◆ GOAL
Retype the listing below character for character, keeping every line in its original order.

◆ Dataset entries
────

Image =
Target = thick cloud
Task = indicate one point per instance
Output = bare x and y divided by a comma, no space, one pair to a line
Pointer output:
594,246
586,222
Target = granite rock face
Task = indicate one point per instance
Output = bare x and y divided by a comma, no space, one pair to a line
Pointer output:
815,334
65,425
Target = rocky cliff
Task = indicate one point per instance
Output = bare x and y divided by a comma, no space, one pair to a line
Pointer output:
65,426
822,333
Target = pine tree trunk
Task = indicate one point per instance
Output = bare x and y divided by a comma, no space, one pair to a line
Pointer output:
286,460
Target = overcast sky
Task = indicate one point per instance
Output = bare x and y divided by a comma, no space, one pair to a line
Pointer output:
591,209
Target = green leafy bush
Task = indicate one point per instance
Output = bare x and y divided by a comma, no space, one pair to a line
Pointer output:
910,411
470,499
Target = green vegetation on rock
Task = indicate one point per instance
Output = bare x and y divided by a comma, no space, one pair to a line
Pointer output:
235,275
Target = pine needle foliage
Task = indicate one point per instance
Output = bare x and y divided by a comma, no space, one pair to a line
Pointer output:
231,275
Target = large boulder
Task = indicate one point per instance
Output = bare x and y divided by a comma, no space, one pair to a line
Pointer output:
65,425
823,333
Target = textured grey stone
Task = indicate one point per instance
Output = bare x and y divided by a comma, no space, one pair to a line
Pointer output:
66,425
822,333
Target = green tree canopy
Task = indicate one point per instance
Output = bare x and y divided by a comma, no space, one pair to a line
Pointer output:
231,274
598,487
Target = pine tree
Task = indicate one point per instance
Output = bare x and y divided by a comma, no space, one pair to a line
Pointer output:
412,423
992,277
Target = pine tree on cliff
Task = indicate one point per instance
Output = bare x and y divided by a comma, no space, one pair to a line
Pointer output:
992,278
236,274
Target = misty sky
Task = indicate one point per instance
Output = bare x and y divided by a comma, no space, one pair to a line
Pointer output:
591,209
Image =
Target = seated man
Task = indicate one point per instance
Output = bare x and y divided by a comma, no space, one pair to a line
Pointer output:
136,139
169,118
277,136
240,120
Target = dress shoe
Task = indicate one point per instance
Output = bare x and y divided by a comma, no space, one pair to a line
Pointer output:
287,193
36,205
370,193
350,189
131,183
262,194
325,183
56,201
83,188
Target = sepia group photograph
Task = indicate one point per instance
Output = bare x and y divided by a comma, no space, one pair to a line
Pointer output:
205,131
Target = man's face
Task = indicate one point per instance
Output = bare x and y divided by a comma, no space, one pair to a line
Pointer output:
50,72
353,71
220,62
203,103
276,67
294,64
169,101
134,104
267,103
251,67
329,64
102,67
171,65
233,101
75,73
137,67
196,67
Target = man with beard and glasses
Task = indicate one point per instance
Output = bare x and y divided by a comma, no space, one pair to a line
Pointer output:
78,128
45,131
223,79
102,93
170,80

────

◆ COMPLETE RESPONSE
Image =
Target = thick cloud
Task = indicate one point per instance
Output = bare x and y divided by a comma, no space, one pair to a line
Pointer output:
594,246
586,222
Target = granite rock face
Task = indicate one point per instance
Output = bare x and y divided by a comma, no space, one pair to a line
Pointer output:
815,334
65,425
Target = rocky cliff
Task = indicate one point per instance
Output = bare x and y divided by a comma, no space, one pair to a line
Pointer output:
65,426
822,333
Target = pine tree trunk
Task = indicate one point per instance
Output = bare x and y divided by a comma, no space, one pair to a line
Pointer output:
286,460
Target = overcast sky
Task = indicate one point per instance
Output = bare x and y divided by a comma, no space, one pair to a line
Pointer output:
591,209
Target = green leafy bush
Task = indicate one point per instance
Output = bare x and y divided by a comma, no space, one pair to a line
Pointer output:
910,411
470,499
Target = green vegetation on rock
Task = indicate one point per instance
Output = bare x and y divided by a comma, no space, one pair to a line
Pointer output:
235,275
Target = pine needle foliage
Task = indicate one point per instance
Output = bare x and y divided by a comma, no space, one pair to a line
Pointer output:
231,275
Target = large boulder
Task = indicate one point per instance
Output = bare x and y divided by a comma, no space, one pair to a line
Pointer output:
65,425
823,333
Target = textured grey stone
Task = indicate one point per instance
Output = bare x and y divided by a comma, no space, one pair to a line
Pointer output:
66,425
822,333
Target = green tree canopy
Task = indicate one point per instance
Output = bare x and y divided by a comma, no space, one pair to a line
Pointer output:
231,274
598,487
Target = pine tree
Task = indicate one point per instance
Output = bare x and y divided by a comma, no space, one pair to a line
Pointer output:
412,423
992,277
Target = pine tree on cliff
Task = indicate one point per instance
Output = bare x and y divided by a comma, no space, one pair to a line
Pointer output:
992,278
236,274
Target = misty sky
Task = indicate one point per instance
Output = bare x and y divided by a comma, no space, one pair to a line
Pointer output:
591,209
Image =
Target = seated man
Task = indicate one point per instance
Output = bare x and y divided by a comma, no space, one pair to a line
Pointer output:
136,139
169,118
277,136
240,120
Target = dress shoe
Task = indicate one point per instance
Output = bare x and y divided by a comma, no space, one pair to a line
Pointer output:
287,193
36,205
370,193
350,189
131,183
262,194
325,183
56,201
83,188
Target = sepia group photograph
Task = indicate one point per instance
Output = bare x and y divided by a comma, no space, one pair to a line
Pointer output:
205,131
Target = man's face
Task = indicate one point per instance
Output = bare x and y divided by a comma, no space, one pair to a line
Pointer output:
50,72
353,71
220,62
203,103
276,67
294,64
169,101
134,104
267,103
251,67
329,64
102,67
171,65
233,101
75,73
137,67
196,67
Target = man with beard and glasses
Task = indicate one point per instance
Output = bare x and y divided by a comma, no space, one pair to a line
Pointer output:
78,128
45,131
223,79
102,93
170,80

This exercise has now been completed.